• _What you have to do_
Beginning at the line that contains "If you would be willing to indicate the green lawn", reproduce every line to the end of the material without changing any of them.

Pointing records
>> start
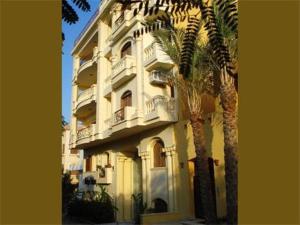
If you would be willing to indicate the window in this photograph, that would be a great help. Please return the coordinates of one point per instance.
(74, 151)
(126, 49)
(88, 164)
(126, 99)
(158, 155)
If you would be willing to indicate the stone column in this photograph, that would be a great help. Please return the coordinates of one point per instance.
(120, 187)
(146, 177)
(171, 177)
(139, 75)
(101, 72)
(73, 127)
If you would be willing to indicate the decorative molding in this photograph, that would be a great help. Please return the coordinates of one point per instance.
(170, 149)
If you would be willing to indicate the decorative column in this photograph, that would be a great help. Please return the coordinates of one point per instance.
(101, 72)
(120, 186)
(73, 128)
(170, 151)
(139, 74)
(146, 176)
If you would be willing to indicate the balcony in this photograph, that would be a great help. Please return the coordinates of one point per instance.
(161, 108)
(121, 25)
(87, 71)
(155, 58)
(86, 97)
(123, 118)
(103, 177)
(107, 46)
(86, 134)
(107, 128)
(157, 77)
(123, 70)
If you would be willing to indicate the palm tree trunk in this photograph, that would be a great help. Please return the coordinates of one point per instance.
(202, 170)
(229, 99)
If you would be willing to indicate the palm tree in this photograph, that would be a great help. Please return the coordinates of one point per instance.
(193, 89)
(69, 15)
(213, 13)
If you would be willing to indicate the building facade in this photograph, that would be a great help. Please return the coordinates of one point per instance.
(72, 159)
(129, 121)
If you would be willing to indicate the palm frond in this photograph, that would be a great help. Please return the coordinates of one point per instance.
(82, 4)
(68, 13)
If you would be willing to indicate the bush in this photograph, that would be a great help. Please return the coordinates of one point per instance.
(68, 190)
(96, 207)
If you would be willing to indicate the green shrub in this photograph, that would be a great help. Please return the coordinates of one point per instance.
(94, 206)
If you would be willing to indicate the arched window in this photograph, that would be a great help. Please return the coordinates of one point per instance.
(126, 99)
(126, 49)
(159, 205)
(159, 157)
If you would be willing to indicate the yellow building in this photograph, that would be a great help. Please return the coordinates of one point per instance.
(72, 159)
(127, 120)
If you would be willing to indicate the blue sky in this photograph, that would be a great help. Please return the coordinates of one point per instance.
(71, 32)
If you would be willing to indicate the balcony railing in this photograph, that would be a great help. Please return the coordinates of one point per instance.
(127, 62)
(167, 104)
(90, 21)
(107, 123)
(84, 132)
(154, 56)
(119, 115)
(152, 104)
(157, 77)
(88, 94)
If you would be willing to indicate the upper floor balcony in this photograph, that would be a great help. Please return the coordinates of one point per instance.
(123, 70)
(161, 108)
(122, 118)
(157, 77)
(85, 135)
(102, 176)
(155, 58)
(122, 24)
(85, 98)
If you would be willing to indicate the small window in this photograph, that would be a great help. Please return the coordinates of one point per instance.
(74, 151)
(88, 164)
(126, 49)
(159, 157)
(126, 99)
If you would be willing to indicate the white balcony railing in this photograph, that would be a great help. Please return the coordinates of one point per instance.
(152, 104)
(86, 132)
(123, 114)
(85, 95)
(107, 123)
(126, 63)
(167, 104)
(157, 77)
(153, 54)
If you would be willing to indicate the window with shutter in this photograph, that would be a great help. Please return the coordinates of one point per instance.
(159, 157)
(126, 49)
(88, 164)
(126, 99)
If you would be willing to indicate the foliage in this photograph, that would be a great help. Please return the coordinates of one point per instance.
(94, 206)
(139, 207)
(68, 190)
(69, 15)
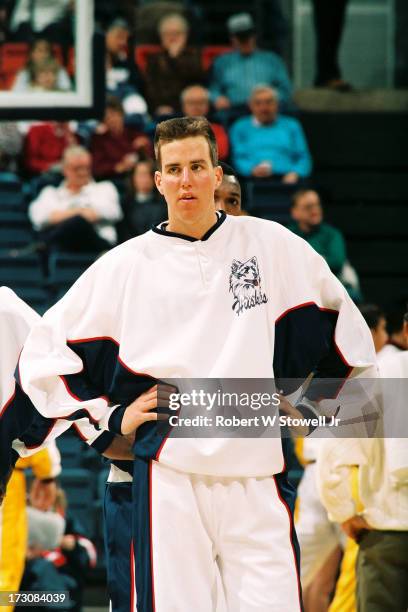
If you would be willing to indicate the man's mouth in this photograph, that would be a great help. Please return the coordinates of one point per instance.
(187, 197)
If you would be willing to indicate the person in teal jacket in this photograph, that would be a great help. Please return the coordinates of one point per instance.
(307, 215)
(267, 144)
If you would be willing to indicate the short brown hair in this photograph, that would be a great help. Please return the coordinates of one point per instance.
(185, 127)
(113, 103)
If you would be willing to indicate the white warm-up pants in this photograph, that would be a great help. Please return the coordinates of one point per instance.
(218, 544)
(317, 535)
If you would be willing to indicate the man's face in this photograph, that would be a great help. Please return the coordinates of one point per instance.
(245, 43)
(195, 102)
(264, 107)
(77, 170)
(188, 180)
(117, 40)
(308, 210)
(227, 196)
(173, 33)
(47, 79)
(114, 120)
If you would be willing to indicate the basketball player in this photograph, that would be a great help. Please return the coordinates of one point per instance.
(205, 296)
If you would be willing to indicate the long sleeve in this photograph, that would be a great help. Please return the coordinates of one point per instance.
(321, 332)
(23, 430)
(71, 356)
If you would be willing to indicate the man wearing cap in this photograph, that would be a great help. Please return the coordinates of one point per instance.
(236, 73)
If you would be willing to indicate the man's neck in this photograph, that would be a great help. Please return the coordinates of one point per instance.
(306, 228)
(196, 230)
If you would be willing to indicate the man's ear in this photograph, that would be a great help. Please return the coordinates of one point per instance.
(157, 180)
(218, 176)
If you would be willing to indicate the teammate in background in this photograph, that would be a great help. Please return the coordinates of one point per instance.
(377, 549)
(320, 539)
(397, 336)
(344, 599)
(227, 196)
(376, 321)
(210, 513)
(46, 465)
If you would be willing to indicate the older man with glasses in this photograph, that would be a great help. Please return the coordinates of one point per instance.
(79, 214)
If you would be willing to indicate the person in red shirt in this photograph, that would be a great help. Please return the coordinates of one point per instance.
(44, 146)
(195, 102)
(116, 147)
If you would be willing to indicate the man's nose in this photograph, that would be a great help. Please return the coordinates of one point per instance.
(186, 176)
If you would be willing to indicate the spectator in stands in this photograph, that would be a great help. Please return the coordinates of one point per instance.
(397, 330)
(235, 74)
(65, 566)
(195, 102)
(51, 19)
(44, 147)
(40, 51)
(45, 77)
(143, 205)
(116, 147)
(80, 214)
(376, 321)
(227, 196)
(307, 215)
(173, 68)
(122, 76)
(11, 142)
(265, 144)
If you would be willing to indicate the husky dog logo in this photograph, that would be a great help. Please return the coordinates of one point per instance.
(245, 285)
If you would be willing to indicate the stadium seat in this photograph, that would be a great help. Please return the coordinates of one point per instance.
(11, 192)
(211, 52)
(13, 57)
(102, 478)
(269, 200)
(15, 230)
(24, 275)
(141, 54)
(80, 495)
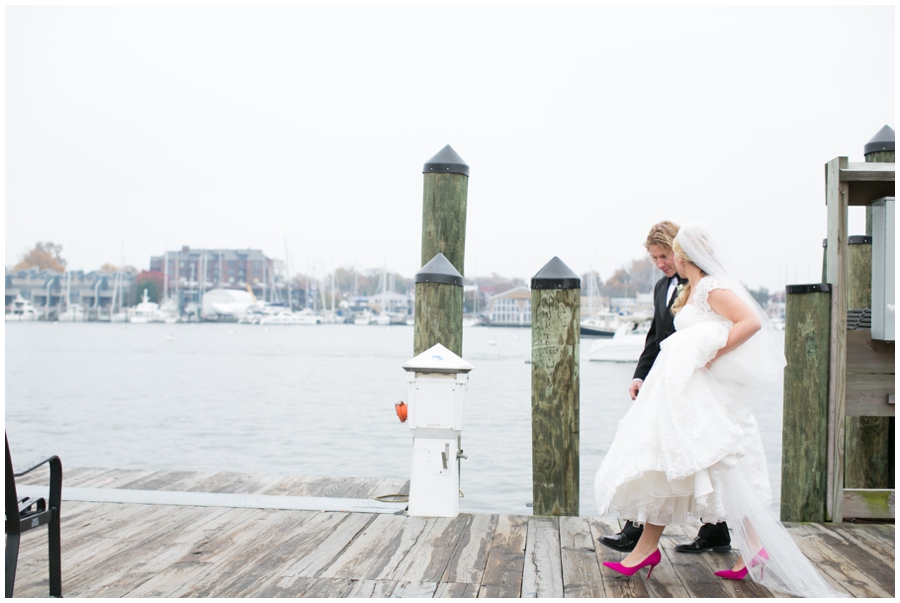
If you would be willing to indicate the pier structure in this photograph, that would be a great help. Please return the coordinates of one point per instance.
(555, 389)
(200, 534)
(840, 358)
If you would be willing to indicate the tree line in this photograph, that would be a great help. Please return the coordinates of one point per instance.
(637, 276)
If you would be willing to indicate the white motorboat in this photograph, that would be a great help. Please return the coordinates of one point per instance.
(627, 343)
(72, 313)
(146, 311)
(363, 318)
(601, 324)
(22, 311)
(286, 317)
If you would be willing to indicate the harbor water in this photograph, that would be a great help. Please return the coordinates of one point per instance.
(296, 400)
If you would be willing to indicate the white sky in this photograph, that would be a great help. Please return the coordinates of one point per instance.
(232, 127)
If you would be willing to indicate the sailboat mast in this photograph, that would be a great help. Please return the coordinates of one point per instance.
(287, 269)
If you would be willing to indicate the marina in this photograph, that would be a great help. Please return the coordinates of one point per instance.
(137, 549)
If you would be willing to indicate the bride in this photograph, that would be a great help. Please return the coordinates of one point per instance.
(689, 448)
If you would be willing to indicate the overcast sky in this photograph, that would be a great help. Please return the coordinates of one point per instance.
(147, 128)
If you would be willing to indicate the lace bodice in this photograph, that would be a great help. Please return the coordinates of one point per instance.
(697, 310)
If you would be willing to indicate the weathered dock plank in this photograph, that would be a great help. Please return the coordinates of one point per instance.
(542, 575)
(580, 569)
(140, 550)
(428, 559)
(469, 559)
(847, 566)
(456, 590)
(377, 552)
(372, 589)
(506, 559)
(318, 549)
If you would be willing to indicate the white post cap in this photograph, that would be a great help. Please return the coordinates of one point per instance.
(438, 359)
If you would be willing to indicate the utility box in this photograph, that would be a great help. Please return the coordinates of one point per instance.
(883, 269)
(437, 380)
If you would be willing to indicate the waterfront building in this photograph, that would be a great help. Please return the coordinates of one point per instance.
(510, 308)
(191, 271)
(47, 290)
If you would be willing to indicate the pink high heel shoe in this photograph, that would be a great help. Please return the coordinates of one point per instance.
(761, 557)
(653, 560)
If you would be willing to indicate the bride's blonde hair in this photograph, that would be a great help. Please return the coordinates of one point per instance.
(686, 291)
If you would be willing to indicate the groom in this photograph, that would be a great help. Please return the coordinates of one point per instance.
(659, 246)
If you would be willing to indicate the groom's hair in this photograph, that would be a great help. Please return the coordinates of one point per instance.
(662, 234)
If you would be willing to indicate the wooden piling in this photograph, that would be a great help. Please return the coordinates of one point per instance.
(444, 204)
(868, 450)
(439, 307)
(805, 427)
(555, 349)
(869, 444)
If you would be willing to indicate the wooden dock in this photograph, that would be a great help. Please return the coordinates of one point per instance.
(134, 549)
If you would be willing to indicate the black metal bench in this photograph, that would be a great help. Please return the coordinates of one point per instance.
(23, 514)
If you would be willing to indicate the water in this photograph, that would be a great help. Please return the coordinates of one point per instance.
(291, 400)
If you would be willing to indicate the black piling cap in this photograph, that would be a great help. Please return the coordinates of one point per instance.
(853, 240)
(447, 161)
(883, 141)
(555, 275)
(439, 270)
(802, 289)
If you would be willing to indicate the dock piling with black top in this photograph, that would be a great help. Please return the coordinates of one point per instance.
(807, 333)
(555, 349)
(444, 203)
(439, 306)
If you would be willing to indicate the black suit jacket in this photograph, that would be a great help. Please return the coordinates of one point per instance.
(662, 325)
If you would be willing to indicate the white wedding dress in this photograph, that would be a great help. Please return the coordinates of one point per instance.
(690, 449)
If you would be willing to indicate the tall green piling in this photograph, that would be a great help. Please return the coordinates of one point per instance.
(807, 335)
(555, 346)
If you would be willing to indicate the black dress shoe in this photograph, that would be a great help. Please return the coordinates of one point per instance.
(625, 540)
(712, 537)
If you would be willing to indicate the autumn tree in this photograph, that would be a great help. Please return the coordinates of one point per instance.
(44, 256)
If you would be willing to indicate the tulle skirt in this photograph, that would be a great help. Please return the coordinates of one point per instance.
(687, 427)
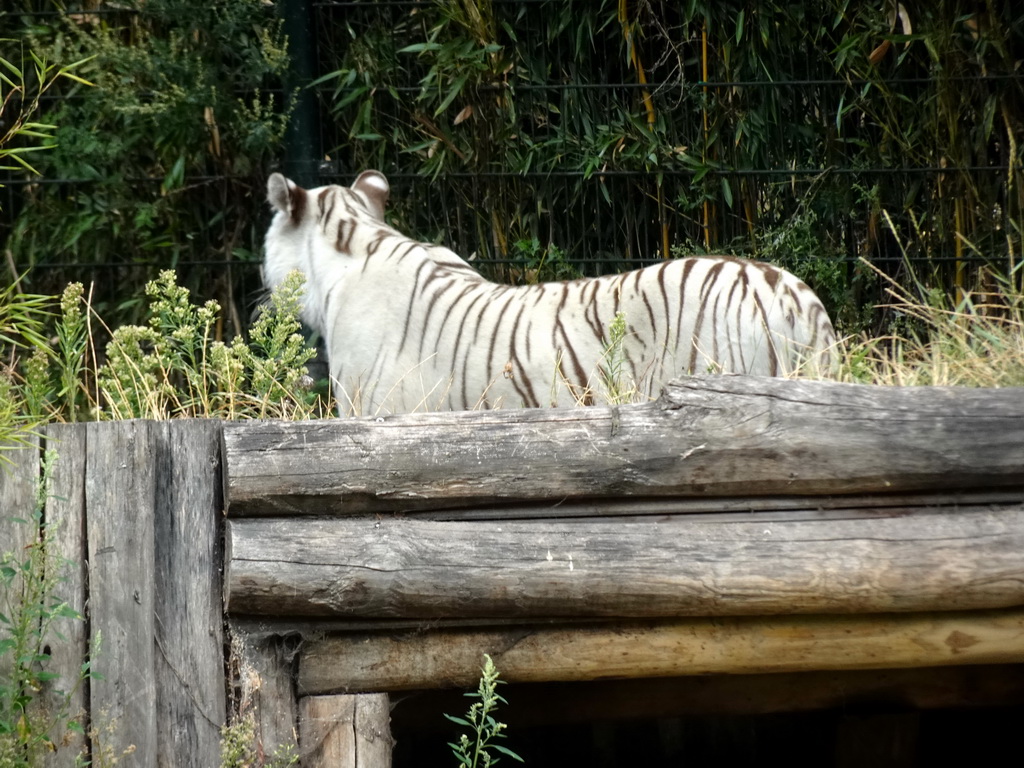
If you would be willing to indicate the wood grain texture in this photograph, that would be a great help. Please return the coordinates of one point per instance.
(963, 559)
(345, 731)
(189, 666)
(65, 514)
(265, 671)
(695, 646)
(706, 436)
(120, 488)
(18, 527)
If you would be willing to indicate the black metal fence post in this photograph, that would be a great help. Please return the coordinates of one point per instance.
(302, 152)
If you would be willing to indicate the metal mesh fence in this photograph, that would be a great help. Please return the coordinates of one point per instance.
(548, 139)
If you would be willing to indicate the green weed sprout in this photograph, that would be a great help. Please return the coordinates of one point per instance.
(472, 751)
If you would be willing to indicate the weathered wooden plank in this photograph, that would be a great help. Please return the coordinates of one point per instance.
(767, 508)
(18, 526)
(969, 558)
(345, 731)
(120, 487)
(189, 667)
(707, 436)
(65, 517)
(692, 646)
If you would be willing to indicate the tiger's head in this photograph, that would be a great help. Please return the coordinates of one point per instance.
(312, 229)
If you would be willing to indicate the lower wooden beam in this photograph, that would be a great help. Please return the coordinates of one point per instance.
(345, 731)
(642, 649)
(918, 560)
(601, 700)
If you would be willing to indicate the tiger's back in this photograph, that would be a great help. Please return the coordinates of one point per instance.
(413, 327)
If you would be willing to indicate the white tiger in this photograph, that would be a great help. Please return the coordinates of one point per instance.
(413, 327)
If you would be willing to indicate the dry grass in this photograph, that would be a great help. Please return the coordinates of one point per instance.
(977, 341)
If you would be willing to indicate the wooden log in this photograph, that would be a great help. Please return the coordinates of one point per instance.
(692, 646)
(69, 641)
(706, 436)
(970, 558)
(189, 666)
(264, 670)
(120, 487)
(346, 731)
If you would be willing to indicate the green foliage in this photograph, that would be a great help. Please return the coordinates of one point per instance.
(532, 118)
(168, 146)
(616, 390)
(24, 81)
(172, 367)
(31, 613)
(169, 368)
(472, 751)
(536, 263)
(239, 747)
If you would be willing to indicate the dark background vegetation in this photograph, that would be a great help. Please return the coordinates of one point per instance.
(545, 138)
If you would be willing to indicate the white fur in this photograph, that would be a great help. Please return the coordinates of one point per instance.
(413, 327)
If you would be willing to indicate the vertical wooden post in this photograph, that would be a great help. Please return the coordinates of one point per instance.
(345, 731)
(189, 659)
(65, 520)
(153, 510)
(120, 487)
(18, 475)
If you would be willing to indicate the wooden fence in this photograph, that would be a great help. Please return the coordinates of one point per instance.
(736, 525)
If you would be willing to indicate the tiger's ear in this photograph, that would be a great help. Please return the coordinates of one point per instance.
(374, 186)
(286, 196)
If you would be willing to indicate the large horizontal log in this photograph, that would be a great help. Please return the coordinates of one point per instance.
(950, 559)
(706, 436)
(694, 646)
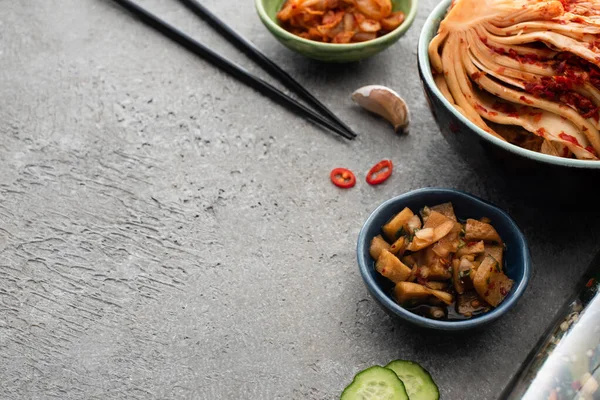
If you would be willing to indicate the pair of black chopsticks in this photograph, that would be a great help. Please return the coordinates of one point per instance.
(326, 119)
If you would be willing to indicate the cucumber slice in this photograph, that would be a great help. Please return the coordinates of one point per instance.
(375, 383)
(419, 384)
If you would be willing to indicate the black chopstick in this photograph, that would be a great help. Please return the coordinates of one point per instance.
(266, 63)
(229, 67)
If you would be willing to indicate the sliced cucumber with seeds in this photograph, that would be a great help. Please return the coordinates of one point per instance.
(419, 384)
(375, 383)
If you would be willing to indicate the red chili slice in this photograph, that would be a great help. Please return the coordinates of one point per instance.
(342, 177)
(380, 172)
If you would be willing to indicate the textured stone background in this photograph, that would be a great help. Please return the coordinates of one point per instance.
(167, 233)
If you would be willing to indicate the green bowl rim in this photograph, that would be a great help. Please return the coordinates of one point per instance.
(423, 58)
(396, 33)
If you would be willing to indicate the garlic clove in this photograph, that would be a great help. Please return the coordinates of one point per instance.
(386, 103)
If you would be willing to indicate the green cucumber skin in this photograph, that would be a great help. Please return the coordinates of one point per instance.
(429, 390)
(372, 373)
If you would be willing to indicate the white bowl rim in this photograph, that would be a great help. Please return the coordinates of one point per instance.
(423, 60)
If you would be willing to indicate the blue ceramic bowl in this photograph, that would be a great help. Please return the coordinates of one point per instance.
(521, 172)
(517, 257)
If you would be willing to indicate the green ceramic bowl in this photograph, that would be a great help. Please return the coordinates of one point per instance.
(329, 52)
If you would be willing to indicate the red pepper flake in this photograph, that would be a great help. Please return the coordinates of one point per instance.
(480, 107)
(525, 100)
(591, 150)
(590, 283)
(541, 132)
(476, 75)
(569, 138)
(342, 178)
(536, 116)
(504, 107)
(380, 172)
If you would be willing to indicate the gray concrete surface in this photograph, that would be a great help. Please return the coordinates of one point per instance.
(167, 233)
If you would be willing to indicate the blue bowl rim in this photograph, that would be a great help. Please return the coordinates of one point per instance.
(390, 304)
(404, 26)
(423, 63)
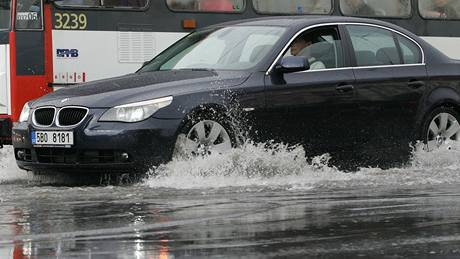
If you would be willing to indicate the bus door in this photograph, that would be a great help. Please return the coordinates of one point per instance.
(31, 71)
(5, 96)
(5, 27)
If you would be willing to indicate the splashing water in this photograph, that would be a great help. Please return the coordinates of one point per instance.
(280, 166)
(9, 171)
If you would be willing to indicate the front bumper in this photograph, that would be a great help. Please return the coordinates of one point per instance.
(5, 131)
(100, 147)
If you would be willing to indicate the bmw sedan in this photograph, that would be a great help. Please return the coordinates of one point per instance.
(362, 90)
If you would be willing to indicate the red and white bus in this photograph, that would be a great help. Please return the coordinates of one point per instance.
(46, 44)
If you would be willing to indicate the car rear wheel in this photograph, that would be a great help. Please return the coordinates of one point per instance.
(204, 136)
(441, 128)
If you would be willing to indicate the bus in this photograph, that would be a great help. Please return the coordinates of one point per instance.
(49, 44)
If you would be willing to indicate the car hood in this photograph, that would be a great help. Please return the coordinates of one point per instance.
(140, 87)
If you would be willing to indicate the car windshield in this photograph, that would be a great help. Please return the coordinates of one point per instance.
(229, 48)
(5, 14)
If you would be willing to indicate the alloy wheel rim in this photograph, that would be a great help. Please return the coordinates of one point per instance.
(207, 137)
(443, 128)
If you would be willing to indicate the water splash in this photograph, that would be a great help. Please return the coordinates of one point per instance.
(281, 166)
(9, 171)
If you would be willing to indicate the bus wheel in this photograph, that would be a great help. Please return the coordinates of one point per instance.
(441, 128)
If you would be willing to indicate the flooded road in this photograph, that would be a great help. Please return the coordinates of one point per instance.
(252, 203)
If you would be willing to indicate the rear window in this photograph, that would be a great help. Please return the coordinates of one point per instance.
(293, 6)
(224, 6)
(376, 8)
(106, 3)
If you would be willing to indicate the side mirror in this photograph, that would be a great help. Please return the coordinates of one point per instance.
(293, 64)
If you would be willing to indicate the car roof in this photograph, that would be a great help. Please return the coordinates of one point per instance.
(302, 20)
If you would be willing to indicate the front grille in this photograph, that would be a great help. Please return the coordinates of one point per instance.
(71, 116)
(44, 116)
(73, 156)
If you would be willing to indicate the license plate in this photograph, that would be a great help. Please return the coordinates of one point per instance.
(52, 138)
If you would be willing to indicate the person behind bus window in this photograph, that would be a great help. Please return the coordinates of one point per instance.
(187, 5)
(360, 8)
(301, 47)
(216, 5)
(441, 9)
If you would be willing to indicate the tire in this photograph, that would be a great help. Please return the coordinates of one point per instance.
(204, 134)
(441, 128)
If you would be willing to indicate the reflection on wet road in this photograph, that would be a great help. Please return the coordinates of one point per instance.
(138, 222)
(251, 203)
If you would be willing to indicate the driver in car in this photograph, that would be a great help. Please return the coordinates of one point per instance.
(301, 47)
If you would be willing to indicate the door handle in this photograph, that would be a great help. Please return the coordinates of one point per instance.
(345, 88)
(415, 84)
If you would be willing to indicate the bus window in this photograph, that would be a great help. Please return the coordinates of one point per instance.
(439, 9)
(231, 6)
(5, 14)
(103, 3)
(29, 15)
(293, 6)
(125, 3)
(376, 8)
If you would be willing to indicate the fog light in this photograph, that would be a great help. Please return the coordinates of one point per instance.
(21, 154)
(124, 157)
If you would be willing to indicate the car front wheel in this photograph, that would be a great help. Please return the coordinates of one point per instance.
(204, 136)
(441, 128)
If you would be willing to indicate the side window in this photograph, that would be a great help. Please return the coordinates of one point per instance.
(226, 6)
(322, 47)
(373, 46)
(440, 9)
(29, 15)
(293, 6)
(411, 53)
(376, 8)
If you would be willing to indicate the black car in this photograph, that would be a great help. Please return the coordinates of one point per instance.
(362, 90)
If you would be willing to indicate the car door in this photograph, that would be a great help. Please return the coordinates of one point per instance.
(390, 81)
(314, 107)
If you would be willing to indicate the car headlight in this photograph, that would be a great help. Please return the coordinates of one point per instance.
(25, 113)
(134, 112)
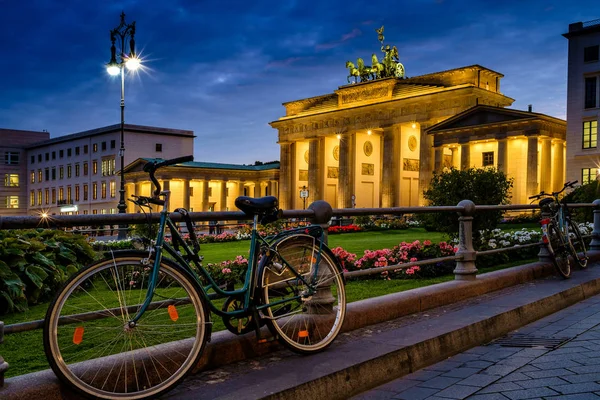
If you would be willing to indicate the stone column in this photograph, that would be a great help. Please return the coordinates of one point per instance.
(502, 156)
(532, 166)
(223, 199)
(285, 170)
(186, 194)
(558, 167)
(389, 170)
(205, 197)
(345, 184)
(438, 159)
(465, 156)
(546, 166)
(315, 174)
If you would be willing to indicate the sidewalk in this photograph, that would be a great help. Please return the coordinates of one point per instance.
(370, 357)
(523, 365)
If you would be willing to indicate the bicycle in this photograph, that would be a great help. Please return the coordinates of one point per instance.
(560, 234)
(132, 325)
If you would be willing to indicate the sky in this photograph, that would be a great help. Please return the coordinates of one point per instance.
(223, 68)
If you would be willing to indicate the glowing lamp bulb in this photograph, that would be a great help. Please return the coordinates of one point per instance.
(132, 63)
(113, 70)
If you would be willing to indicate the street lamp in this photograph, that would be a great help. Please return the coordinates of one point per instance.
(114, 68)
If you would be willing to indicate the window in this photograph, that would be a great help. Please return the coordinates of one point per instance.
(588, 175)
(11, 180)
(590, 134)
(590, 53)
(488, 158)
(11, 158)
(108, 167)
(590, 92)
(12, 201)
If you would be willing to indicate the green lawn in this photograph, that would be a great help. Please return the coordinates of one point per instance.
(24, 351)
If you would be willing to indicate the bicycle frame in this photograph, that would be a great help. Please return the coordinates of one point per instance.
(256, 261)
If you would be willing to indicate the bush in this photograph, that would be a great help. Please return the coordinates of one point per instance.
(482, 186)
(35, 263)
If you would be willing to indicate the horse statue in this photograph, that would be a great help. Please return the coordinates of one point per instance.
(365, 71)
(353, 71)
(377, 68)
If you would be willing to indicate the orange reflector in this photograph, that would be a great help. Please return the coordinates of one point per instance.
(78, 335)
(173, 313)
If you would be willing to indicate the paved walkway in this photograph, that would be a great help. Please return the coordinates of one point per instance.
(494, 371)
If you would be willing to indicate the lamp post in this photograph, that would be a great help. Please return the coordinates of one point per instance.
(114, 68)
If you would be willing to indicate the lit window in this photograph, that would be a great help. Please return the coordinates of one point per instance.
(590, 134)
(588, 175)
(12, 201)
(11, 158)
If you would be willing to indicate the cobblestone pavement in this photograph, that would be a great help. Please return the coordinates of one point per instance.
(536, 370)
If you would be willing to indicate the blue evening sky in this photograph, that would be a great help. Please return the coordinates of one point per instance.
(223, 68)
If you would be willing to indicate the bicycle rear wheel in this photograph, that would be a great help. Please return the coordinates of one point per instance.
>> end
• _The reply_
If you would be willing to indicate the green lawn in this photograph, that would be a great help. Please return the coordinates of one point per instance.
(24, 351)
If you would be willing to indicate the bicycle frame in this photograph, that would be a great help. Please return the coordinates of one point per instance.
(256, 261)
If you would be willing to indicate the bush in this photograph, that would be a great help. Please return the coordinates of one point per instance.
(482, 186)
(35, 263)
If you would be willing to indicate the horse statue in this photograph, that would be a great help. Please return the coordinates of one point per instance.
(365, 71)
(353, 71)
(377, 68)
If you would be willing to indicate the orange reflector in this photograph, that would be a great help. Please return the coordinates of one point per instance.
(78, 335)
(173, 313)
If you would be willing to indicate the paved walkway in this photograph, that would be a great help. Please return the coordinates of one point per instance.
(494, 371)
If you would be willing to indicate the lamp post in this photograph, that would be a great help. Please return the coordinates of one point per instance.
(114, 68)
If you would be willing to indicate the lit window in this photograph, that would be a great help. Please return the coordinates of one point per instance.
(590, 134)
(588, 175)
(12, 201)
(11, 158)
If you would be willing to indicate the cobblestone pavement in this photograph, that would be a great help. Please return the coordinates of one point per instance.
(536, 370)
If you would be willing to indicate the blue evening sky in this photograph, that would be a great help. Please return the coordinates of one point per instance.
(223, 68)
If you would be willing to indicate the bicycle rear wheel in this photograph, that would be a great help. Please return the coordinates of one point per instance.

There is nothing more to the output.